• _OBJECTIVE_:
Arrange all the rows as a JSON list of strings, one string per line, leaving out the blank lines and the pictures.

• _Picture annotation entries_:
# # # # # # #

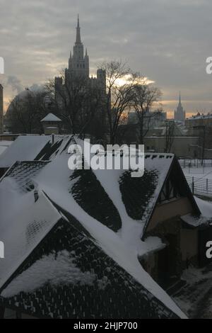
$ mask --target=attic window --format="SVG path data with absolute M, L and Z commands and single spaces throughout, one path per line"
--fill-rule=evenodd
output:
M 165 201 L 170 201 L 172 199 L 177 199 L 181 196 L 177 188 L 173 184 L 170 179 L 168 179 L 163 186 L 158 198 L 158 202 L 161 203 Z

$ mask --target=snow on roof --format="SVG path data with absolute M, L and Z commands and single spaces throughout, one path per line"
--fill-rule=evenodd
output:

# # # # # # #

• _FINAL RESULT_:
[
  "$ mask --target=attic window --format=\"SVG path data with absolute M, L and Z commands and single spaces throughout, one path per line\"",
  "--fill-rule=evenodd",
  "output:",
  "M 165 201 L 170 201 L 172 199 L 177 199 L 181 196 L 177 188 L 173 184 L 170 179 L 168 179 L 163 186 L 158 198 L 158 202 L 161 203 Z",
  "$ mask --target=snow on roof --format=\"SVG path data with absolute M, L and Z commands and single spaces throughout, one path per line\"",
  "--fill-rule=evenodd",
  "output:"
]